Natural-language object grounding data:
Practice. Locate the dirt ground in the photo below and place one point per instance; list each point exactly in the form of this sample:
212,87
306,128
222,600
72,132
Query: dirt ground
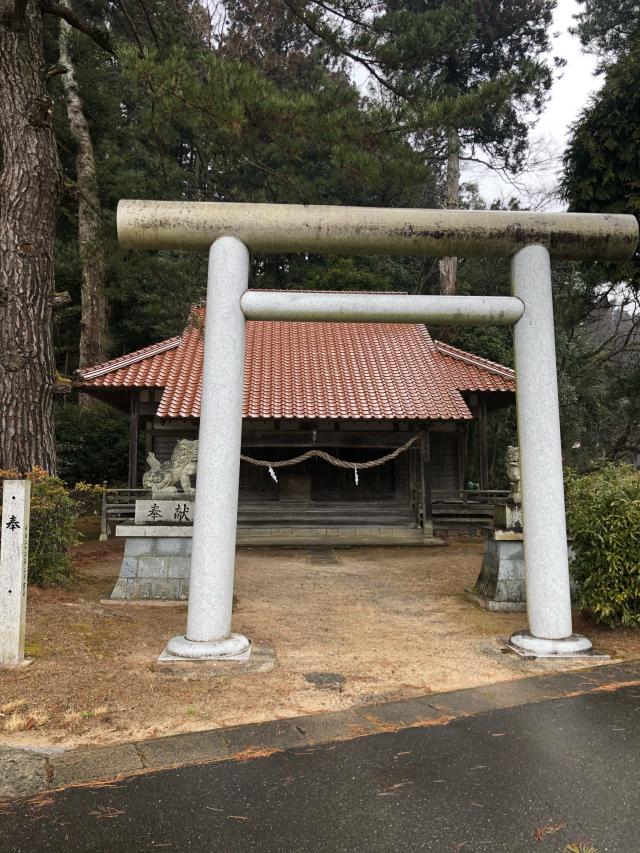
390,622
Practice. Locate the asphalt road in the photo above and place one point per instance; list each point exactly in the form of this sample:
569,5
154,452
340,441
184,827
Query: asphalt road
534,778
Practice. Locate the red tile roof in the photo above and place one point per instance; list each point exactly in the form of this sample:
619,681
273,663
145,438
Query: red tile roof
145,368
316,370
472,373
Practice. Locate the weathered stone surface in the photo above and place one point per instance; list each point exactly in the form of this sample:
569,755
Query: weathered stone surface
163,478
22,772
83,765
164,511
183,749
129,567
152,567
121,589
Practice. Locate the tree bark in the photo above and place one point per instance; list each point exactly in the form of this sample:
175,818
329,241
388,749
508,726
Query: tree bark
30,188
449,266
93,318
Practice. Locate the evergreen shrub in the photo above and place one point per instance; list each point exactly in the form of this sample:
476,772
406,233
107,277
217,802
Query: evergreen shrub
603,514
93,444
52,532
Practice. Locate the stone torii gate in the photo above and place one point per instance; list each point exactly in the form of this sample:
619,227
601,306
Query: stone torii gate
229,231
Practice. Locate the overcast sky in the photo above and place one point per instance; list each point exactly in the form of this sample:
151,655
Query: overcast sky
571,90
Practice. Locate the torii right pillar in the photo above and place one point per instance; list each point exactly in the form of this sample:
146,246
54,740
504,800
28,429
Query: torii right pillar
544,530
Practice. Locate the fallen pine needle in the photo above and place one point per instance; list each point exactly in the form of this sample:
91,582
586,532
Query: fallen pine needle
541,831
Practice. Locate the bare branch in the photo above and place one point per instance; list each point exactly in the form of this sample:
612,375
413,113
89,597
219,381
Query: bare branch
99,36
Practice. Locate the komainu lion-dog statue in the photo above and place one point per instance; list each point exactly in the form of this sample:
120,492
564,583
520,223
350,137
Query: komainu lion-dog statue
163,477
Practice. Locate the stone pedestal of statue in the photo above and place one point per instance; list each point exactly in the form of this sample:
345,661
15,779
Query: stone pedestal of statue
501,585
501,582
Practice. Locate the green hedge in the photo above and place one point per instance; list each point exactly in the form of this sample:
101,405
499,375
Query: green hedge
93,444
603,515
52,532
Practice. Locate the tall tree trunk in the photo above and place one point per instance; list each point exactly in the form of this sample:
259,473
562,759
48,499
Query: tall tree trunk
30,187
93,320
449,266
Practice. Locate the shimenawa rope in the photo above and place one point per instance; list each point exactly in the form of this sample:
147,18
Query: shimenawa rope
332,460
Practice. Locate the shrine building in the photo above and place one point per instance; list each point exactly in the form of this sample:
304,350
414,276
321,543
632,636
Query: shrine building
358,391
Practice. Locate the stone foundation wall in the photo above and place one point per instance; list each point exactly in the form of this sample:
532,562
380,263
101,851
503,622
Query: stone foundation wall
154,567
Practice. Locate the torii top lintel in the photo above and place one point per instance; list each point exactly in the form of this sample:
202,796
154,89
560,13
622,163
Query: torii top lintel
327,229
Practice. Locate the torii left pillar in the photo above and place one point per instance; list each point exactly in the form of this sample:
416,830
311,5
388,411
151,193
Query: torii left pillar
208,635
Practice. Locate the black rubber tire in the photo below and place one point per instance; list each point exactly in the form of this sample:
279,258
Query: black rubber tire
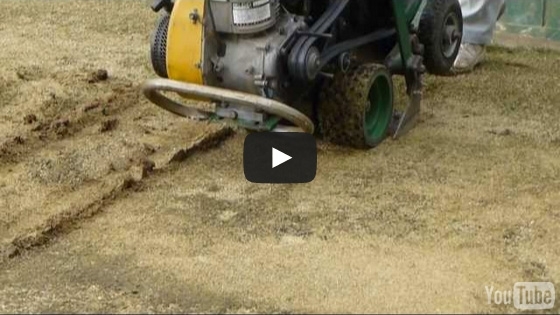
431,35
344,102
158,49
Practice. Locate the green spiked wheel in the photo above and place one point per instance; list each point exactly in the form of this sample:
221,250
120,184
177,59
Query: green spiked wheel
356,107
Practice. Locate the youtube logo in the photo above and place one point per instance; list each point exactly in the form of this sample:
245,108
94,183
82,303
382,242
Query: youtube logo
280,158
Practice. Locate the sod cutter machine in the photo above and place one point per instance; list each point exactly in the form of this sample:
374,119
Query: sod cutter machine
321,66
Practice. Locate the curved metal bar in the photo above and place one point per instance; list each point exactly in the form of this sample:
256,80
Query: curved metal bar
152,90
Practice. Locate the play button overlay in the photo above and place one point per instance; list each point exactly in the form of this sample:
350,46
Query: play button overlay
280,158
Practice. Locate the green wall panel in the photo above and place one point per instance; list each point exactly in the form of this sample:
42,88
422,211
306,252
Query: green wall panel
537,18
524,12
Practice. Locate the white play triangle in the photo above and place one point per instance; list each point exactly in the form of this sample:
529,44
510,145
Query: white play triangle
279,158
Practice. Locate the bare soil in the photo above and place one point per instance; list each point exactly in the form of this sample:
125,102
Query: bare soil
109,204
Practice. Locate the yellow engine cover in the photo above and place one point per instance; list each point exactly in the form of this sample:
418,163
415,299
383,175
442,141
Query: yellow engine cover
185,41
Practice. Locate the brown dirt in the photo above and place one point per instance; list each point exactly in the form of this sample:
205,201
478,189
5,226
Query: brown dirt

> [Exercise]: Every record above needs to be repeated exactly; pictures are to be left out.

> [Worked solution]:
Practice. Locate the dirt ground in the photo below and place one point per instance; list each point exactly in the form of this sample:
212,87
306,128
222,600
72,132
Query: dirt ground
390,622
Practice. Locate the asphalt road in the photo above and place one point per instance; list each point exactly in the form of this sample:
569,5
154,452
340,441
184,827
Query: asphalt road
534,778
Practice. Locate the red tile roof in the photo above and place one point per instance; list each point exactly in the form of this sample:
619,681
273,663
145,438
Query: red tile roof
145,368
316,370
472,373
Practice. Locate the weathered stone surface in the photo above and place one point per instance; list each point exactly in the form of this sample:
569,755
Query: weathered stone surface
163,478
22,772
83,765
164,511
183,749
129,567
152,567
121,589
Practice. Locate the tree bark in the photo above and place one point per instance; list each point exactly in the form of this sample:
175,818
329,241
388,749
508,726
Query: tree bark
30,188
449,266
93,318
Practice. Locate the evergreen shrub in the photo above and place one point per instance; list each point exactly in the form of this sample:
476,772
406,233
107,277
217,802
Query: evergreen shrub
603,514
93,444
52,532
Practice. Locate the stone torii gate in the photo above and place one point per instance; list each point exactly in the form of this sample:
619,227
601,306
Query: stone torii gate
229,231
Practice. Locate the overcast sky in the photo above and place one point per instance; list each point exactly in the form of this sample:
151,655
Query: overcast sky
571,90
Practice. Locate the torii right pillar in the photo above and place one point per instance; list each point exactly in the form of this sample:
146,246
54,740
504,800
28,429
Query: torii right pillar
544,530
Practice. Locate the fallen pine needle in the photo above and place one point per instance; list each point exactly in the form of this sample:
91,582
586,532
Query: fallen pine needle
541,831
Practice. Locate the bare branch in the photo above and place one point per instance; list each point exactly in the form of this sample:
612,375
413,113
89,597
219,381
Query: bare branch
99,36
Practice. Locate the komainu lion-dog statue in the photo above and place one point per instance; list each point exactly in the form of this sample:
120,492
564,583
520,223
350,137
Query: komainu lion-dog statue
163,477
Practice. Locate the stone pedestal of statue in the photo above and place one point per instance; list each point exactly in the form of this sample:
345,661
15,779
Query: stone pedestal of statue
501,585
501,582
Practice. Locate the green hedge in the photo above and place one point per instance; list each point exactly in the form of this sample:
101,405
499,375
Query: green hedge
93,444
603,515
52,532
Practice. Locate the tall tree trunk in the photo above and place one point per instance; list each point exactly in the form of this sample:
259,473
562,759
48,499
Query: tall tree trunk
30,187
93,320
449,266
Practice. Locate the shimenawa rope in the photo above and place one point per instance; list each point exactly in the form of this sample:
147,18
Query: shimenawa rope
332,460
Practice. Locate the shrine building in the photo above and place one point per instance; list each point exactly in the form of this sample:
304,350
414,276
321,543
632,636
Query: shrine building
358,391
Practice. Locate the stone foundation wall in the photo above and place one point per instance; list each point exactly in the form of this sample:
532,562
380,263
101,851
503,622
Query: stone foundation wall
154,567
Practice. Locate the torii top lintel in the photo above and place one point per instance; list each point exactly in the form of this sample:
202,796
154,89
560,13
622,163
Query: torii top lintel
327,229
Practice. Locate the torii left pillar in the photo above and place one point per instance; list each point exactly in the form of this sample:
416,830
311,5
388,411
151,193
Query: torii left pillar
208,635
Practice. Locate the black rubber tire in the photo below and place one point per instance; list each point exactly in the form of this sample:
279,258
Query: black rubber tire
431,35
344,102
158,49
Practice. Locate the green spiked wheel in the photo above and place one point per instance; list each point exactly in the form of this sample:
221,250
120,184
177,59
Query: green spiked wheel
356,107
Practice. Locate the youtube logo in the photo above and place one point per instance; list each point exactly in the form of this sample:
245,108
94,183
82,303
382,242
Query: youtube logo
280,158
Practice. Locate the sod cutter machine in the photo above and place one point per instance; list each point exactly in the form of this sample:
374,119
Query: sod cutter machine
321,66
Practice. Locate the curved metal bar in the photo above and place one point per instance; list each point exactly in the form of this sample:
256,80
Query: curved metal bar
152,90
Practice. Locate the play button overlay in the photo above and place one point per instance; list each point exactly in the form of this sample:
350,46
Query: play button overlay
280,158
Practice. Locate the green wall panel in the photo above and place one point per instance; list each point exactly in the form of this sample:
42,88
422,211
306,252
Query: green wall panel
537,18
524,12
Practice. Locate the white play triangle in the photo above and place one point per instance; list each point exactly in the form of this sample:
529,44
510,145
Query: white play triangle
279,158
Practice. Locate the bare soil in the photo above and place one point per instance; list each point exactly in the form of this sample:
125,102
Query: bare soil
109,204
Practice. Locate the yellow engine cover in the photo above and place one point per instance; list each point exactly in the form of this sample:
418,163
415,299
383,175
442,141
Query: yellow engine cover
185,41
Practice. Locate the brown dirt in the photo above and place one point per instance; list each point exactly in the form of this sample:
205,201
478,189
5,226
Query: brown dirt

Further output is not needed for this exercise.